▶ _TAREA REQUERIDA A_: Vuelve a escribir las filas del conjunto de datos desde la línea que contiene "of the flagpole" hasta la línea que contiene "point(119, 387)", ambas incluidas, con las peticiones también, y desplaza en 12 cada número de las coordenadas de las respuestas, sin tocar las peticiones ni sus muestras de formato.

═════ PÁGINA ═════

Cuando Octavio llegó al poder como prínceps, los griegos empezaron a adorarlo, por un lado, para demostrarle su lealtad y, por otro, para emprender una comunicación directa con el soberano que les permitía desarrollar un creciente sentido de pertenencia al imperio.

Estatua thoracata de Augusto

Augusto, después de la victoria de Actium y de convertirse en dueño absoluto del poder, asumió la idea de transformar la vieja República en una institución monárquica, pero tomó conciencia de que el control de la vida política, de los ejércitos y de la plebe no era suficiente para garantizar el establecimiento de un nuevo sistema de gobierno y, sobre todo, su permanencia, sino que era necesario contar también con la ayuda de ciertos elementos religiosos, que le sirviesen para reforzar su prestigio de cara a sus conciudadanos.

═════ DATOS DE ENTRADA ═════

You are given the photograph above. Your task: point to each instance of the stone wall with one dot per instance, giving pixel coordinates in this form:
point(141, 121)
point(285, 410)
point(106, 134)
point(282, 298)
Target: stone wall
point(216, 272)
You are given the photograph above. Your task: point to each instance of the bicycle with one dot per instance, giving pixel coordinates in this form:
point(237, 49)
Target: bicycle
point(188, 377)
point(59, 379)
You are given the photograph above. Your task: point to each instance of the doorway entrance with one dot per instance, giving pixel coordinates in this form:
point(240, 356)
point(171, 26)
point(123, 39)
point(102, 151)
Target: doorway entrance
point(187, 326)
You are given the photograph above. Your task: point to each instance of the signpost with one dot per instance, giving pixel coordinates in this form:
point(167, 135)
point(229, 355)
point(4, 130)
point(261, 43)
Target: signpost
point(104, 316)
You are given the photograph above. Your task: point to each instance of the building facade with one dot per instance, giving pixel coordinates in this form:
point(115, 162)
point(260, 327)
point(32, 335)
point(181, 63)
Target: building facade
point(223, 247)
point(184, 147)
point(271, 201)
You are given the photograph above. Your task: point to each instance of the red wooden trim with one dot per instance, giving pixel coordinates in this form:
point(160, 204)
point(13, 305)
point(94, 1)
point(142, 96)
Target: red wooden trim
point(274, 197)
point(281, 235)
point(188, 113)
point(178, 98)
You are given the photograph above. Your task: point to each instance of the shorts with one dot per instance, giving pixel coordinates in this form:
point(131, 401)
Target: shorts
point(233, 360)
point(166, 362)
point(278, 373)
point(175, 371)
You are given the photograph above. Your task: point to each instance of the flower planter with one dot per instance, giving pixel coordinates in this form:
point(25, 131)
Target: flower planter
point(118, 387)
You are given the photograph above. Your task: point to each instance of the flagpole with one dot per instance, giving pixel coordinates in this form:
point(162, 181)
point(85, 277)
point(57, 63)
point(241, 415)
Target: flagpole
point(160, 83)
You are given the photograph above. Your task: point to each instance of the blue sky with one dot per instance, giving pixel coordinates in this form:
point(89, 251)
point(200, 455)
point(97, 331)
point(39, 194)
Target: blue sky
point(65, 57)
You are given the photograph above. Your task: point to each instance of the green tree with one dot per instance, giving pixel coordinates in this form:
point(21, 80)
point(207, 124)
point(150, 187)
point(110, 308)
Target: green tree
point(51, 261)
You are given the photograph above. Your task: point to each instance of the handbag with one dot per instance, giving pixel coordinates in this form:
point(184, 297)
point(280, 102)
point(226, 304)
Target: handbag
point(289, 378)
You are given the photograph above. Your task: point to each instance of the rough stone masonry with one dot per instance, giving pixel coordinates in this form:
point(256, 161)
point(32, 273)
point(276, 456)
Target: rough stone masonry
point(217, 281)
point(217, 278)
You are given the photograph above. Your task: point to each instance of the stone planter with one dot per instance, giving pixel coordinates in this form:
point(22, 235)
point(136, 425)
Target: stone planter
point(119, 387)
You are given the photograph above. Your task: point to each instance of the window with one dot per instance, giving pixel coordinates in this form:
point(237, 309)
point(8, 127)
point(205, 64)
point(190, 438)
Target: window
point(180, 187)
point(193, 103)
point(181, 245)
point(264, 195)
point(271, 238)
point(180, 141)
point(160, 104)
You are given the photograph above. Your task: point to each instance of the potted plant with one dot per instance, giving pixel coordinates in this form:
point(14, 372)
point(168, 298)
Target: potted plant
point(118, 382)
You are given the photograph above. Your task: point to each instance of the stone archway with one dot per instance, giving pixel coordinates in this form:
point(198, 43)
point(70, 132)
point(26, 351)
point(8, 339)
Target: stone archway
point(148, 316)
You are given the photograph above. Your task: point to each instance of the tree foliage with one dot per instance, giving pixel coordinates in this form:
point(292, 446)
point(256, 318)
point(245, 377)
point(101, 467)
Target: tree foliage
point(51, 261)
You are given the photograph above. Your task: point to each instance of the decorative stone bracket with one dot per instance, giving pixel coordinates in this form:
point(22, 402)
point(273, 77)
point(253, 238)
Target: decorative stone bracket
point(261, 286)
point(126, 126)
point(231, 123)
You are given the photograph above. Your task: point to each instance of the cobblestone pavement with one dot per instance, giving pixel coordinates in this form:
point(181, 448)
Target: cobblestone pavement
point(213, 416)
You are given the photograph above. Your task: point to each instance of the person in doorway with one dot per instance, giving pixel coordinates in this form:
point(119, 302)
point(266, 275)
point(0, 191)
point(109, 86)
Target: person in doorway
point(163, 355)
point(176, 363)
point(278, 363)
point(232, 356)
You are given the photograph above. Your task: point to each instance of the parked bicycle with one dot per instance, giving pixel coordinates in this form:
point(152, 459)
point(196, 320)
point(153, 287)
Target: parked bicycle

═════

▶ _TAREA REQUERIDA B_: Prosigue el texto sobre Augusto y su culto a continuación de la última frase.

▶ _RESPUESTA FINAL A_:
You are given the photograph above. Your task: point to each instance of the flagpole with one dot per instance, giving pixel coordinates in this form:
point(162, 181)
point(85, 277)
point(57, 63)
point(241, 415)
Target: flagpole
point(172, 95)
You are given the photograph above. Your task: point to each instance of the blue sky with one dot per instance, giving pixel coordinates in this form:
point(89, 251)
point(200, 455)
point(97, 331)
point(39, 194)
Target: blue sky
point(77, 69)
You are given the photograph above. Your task: point to each instance of the green tree with one dot per instance, giving pixel coordinates in this form:
point(21, 80)
point(207, 124)
point(150, 187)
point(110, 308)
Target: green tree
point(63, 273)
You are given the photograph above. Your task: point to each instance of the handbag with one dot per instance, giving pixel coordinates in this form:
point(184, 297)
point(280, 102)
point(226, 304)
Target: handbag
point(301, 390)
You are given the photograph above. Your task: point to each instance of the rough stone masonry with one dot per instance, giving pixel coordinates in this form:
point(256, 161)
point(32, 273)
point(276, 456)
Target: rough stone masonry
point(229, 293)
point(229, 290)
You are given the photograph above. Your task: point to each instance of the stone planter with one dot per instance, giving pixel coordinates in this form:
point(22, 235)
point(136, 425)
Target: stone planter
point(131, 399)

▶ _RESPUESTA FINAL B_:
El 16 de enero del 27 a.C. le fue concedido al emperador por el Senado el cognomen Augustus, título que le acercaba, a los ojos de los hombres, aún más al rango divino, y Augusto, consciente de ello, lo convirtió en su nombre personal, y lo utilizó en todo tipo de documentos, inscripciones, monedas, nombres de ciudades, etc. Todos los emperadores que le siguieron, sabedores también de la veneración religiosa que merecía la persona que lo llevara, lo asumieron como propio por lo que llegó a ser sinónimo de emperador.


Se inició a partir de entonces una forma de devoción hacia Octaviano Augusto, estando él con vida, cuando en distintas ciudades de la parte oriental del imperio se empezaron a decretar honores a su persona: en particular, en el año 29 a. C., algunas delegaciones de griegos de las provincias de Asia y Bitinia pidieron a Augusto permiso para instituir un culto provincial a su persona.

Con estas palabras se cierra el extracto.